EXERCISE DETAILS:
Answer these questions from the Comic-Con panel report:
(a) Who moderated the Walking the Line panel, and what positions does he hold?
(b) What did the moderator first ask the panel?
(c) What does Nick Abadzis say is his main intent?

PROVIDED PASSAGE:
==============================
Don't fence me in! That was the reaction of the four graphic novel creators on the Walking the Line panel at Comic-Con International in San Diego. Nick Abadzis ("Laika," "The Cigar That Fell in Love with a Pipe," "Doctor Who"), Frank Cammuso ("The Misadventures of Salem Hyde"), Kazu Kibuishi (creator of "Amulet," editor of the "Flight" and "Explorer" anthologies) and Cecil Castellucci ("The Plain Janes," "Year of the Beasts") came together to discuss the overlap between mainstream and alternative comics in a panel moderated by Calvin Reid, senior editor at Publishers Weekly and the co-editor of Publishers Weekly Comics World, but they weren't quite buying the premise.

Reid began by asking the panel whether they considered themselves "mainstream" or "alt."

"When it comes to categorizing myself, I have always had a problem, because I just feel what I do is comics," said Abadzis. "My main intent is about telling a good story. I don't often think about where that is going to go or how that is going to be marketed."
==============================
DATA LINES:
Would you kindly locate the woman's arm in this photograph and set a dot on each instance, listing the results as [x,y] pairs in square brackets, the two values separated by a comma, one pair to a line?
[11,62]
==============================
ANSWER TO THE PROBLEM:
(a) Calvin Reid moderated the panel. He is senior editor at Publishers Weekly and co-editor of Publishers Weekly Comics World.
(b) He asked whether they considered themselves "mainstream" or "alt."
(c) His main intent is telling a good story.